Short exercise — Copy every one of the rows below word for word, leaving out the pictures.

Provided material —
——
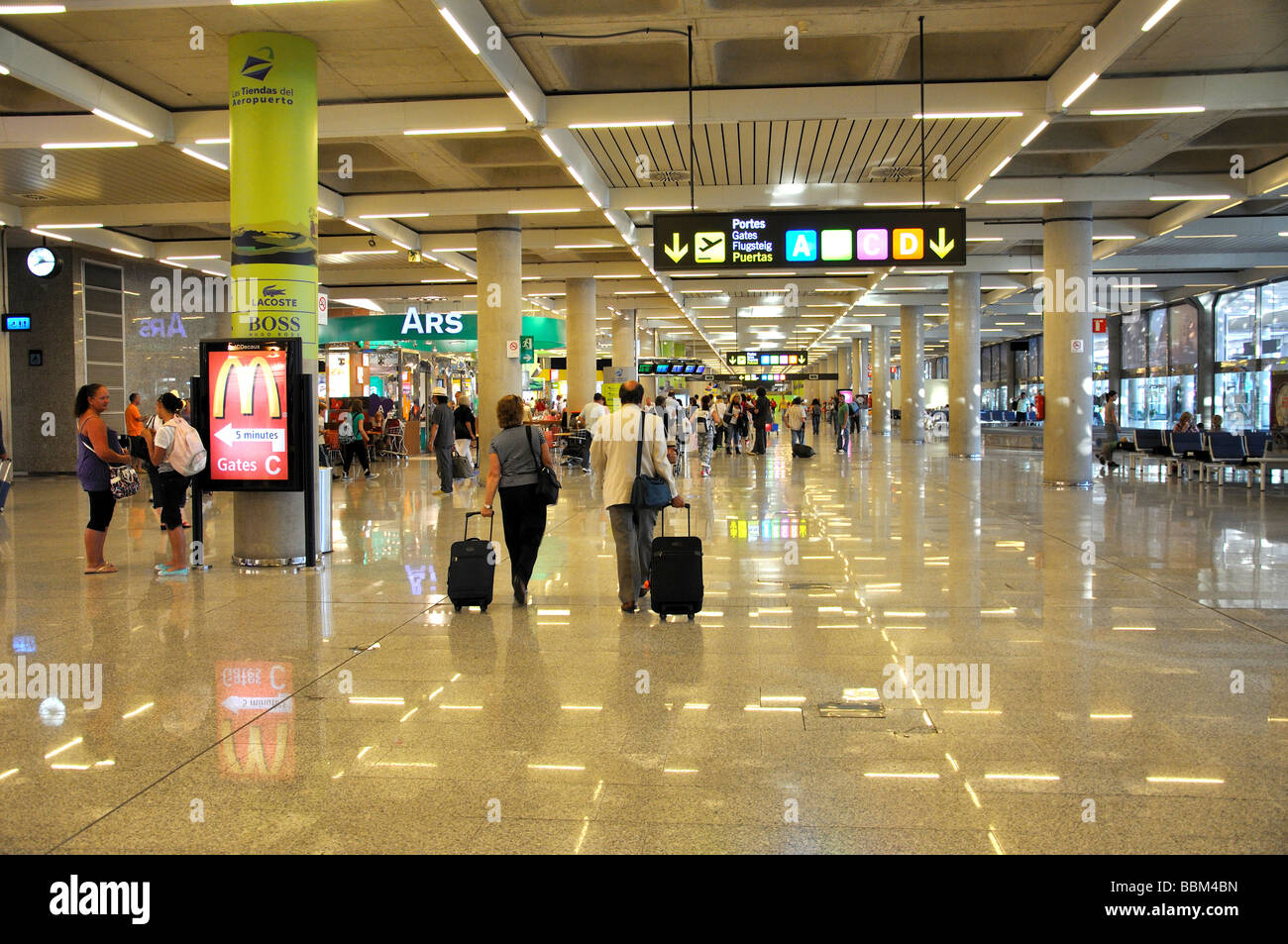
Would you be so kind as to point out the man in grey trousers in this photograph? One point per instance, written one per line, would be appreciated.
(613, 454)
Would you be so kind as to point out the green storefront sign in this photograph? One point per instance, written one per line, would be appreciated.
(450, 333)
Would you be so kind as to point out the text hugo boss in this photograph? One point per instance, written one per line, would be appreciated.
(75, 896)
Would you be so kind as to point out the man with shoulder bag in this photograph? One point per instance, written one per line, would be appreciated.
(629, 458)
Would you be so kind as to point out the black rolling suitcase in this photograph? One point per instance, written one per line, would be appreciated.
(675, 572)
(472, 570)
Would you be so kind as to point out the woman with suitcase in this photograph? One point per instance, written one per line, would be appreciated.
(513, 460)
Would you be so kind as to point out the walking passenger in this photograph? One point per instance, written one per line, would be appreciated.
(703, 424)
(626, 441)
(513, 458)
(97, 446)
(442, 438)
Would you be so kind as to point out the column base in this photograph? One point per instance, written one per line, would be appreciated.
(269, 562)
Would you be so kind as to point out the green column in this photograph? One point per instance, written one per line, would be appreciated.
(273, 185)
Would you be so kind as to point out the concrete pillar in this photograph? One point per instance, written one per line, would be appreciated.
(880, 380)
(498, 281)
(1067, 339)
(580, 327)
(911, 384)
(271, 167)
(1205, 382)
(964, 389)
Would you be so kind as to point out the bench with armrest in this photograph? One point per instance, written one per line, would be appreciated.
(1184, 449)
(1147, 446)
(1222, 451)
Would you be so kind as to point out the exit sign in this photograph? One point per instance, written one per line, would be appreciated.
(809, 240)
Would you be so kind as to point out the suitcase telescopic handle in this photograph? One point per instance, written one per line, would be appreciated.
(489, 527)
(688, 509)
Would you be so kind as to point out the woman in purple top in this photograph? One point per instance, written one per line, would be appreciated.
(95, 447)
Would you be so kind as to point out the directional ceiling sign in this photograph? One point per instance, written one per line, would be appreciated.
(807, 240)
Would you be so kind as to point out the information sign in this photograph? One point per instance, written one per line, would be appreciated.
(809, 239)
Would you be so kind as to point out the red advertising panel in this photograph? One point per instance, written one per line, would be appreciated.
(257, 720)
(248, 412)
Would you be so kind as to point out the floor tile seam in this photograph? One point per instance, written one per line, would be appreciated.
(1125, 569)
(230, 736)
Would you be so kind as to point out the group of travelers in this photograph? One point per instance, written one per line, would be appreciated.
(165, 446)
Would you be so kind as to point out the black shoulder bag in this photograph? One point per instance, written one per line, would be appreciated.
(648, 491)
(548, 483)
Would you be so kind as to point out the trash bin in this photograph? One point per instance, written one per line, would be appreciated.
(323, 510)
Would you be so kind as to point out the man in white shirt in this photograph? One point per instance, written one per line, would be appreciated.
(590, 415)
(613, 455)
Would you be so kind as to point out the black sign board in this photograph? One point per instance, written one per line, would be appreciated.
(768, 359)
(809, 240)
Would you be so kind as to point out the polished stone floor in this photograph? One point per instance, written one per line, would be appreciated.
(1134, 640)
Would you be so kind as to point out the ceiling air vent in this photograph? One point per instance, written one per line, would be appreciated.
(890, 171)
(670, 176)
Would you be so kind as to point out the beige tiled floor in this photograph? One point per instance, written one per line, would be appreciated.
(1112, 622)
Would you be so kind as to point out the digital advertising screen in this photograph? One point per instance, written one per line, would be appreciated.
(249, 415)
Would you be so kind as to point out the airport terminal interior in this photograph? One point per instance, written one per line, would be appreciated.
(1026, 595)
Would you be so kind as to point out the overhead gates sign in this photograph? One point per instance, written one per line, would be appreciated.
(822, 240)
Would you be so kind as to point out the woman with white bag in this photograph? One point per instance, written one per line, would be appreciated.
(178, 452)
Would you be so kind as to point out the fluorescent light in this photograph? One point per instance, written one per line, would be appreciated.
(1158, 14)
(902, 202)
(459, 30)
(211, 161)
(73, 145)
(490, 129)
(518, 103)
(1167, 110)
(623, 124)
(1033, 134)
(949, 116)
(123, 123)
(1077, 93)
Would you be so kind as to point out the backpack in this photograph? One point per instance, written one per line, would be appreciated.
(188, 454)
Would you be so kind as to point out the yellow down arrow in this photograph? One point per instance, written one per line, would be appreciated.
——
Correct response —
Would you be so kind as to point out the man in grey trousers in this photograph? One point per instance, written one per line, would be appreciated.
(613, 454)
Would you be so kind as to point out the green storefront sign in this photograph? One point per instance, written one per line, would be appreciated.
(450, 333)
Would you be so kind as to point out the text hugo boss in this photograph? One point per instance, written one per line, would be appreciated.
(75, 896)
Would you be so kind as to point out the man with shoulder bag in this photograph? One point per instance, written one per line, would be appreciated.
(629, 458)
Would you be so kind as to point out the black rolling suitcase in this photograph? One point per instance, written one per line, would be appreciated.
(675, 572)
(472, 570)
Would you be so kind as to point out the woman with suitcase in this photograph? One point per instance, written one per line, would be appreciated.
(513, 460)
Would you be so kind as to point out the walking passenger in this photograph? One point per instance, written one per line, would be appreciated.
(703, 424)
(626, 441)
(513, 458)
(97, 446)
(442, 438)
Would you be so kind as to point out the column base in this photograph? One point per instance, written one per line, would be appreciated.
(269, 562)
Would you be so kind as to point out the green column in this photograph? One point per instance, written one per line, would be appreciated.
(273, 185)
Would you be so kind as to point out the concrete pillar in this photograph? One point per instance, written one per line, would be appreciated.
(880, 380)
(498, 281)
(1067, 339)
(580, 327)
(911, 384)
(271, 167)
(1205, 382)
(964, 389)
Would you be so kind as to point out the bench with armrest in this photograph? One point per instance, written one per line, would be appreciated.
(1184, 449)
(1147, 446)
(1222, 451)
Would you be so kind as to point out the exit sign in this photograph? One point per instance, written one per line, would be appreciated.
(809, 240)
Would you be so kind as to point out the suitcase telescopic handle in this photograph? One point per instance, written one per line, would be appreciated.
(489, 527)
(688, 509)
Would you be so kind as to point out the woman in purple top in this photograph? One point per instance, written one per line, would be appreciated.
(95, 447)
Would you be so kind as to point out the directional ceiling sign in this photograph? One point per instance, written one per line, would be appreciated.
(807, 240)
Would you be so kind as to point out the information sign in this photograph? One point per instance, written one per line, would be appreciated.
(809, 239)
Would you be so kind as to point out the red advertising panel in this photograph? One point per instance, written one per line, would be appreciated.
(257, 720)
(248, 412)
Would you be so kind as to point out the floor tile seam in this photograph? One point per instance, written one per line, would be appreciated.
(1125, 569)
(230, 736)
Would you be so kind as to point out the group of travelers in this photograph? One point per instance, written one per line, would be appreciated.
(165, 446)
Would you be so kind as to point out the black shoulder bag in this photograph? One point per instance, written one per line, would be appreciated.
(648, 491)
(548, 483)
Would you be so kind as to point out the trash bin in this photograph? One point per instance, written one per line, would be appreciated.
(323, 510)
Would you be so kind as to point out the man in white shirt in this photograph? One point per instance, written one per line, would be appreciated.
(590, 415)
(613, 455)
Would you be so kind as to point out the black sign board in this photograph? One point per instance, written one per line, would be appreciated.
(768, 359)
(809, 240)
Would you be so kind as to point out the polished stone floor in this photograph? One point per instance, written one per line, would be appreciated.
(1134, 640)
Would you be so kind as to point out the ceiling air vent in this photograph? One point per instance, written one per line, would be appreciated.
(890, 171)
(670, 176)
Would you be so kind as to point out the beige tiled floor in this photograph? One point per instance, written one per line, would be appreciated.
(1112, 622)
Would you be so kind as to point out the digital advertising screen in this photograph? One point per instance, written one per line, would be appreciated.
(249, 415)
Would you be so kind as to point out the airport terminal interior in this photograph? One point per instance, written one per line, would be appreciated.
(1026, 595)
Would you be so kind as to point out the overhead gates sign in this photograph? One point per instance, written one per line, would be appreciated.
(822, 240)
Would you be so kind as to point out the woman with white bag in this photograph? One point per instance, written one per line, would be appreciated.
(178, 452)
Would you be so kind as to point out the fluorescent light in this photograph? One point per instance, written one per line, would be appreciated.
(1158, 14)
(902, 202)
(459, 30)
(211, 161)
(73, 145)
(490, 129)
(518, 103)
(1167, 110)
(623, 124)
(1033, 134)
(949, 116)
(123, 123)
(1077, 93)
Would you be so kind as to point out the backpack in this photograph? One point per instance, written one per line, would be appreciated.
(188, 454)
Would you be so kind as to point out the yellow down arrow in this photograph? One point per instance, written one per line, would be appreciated.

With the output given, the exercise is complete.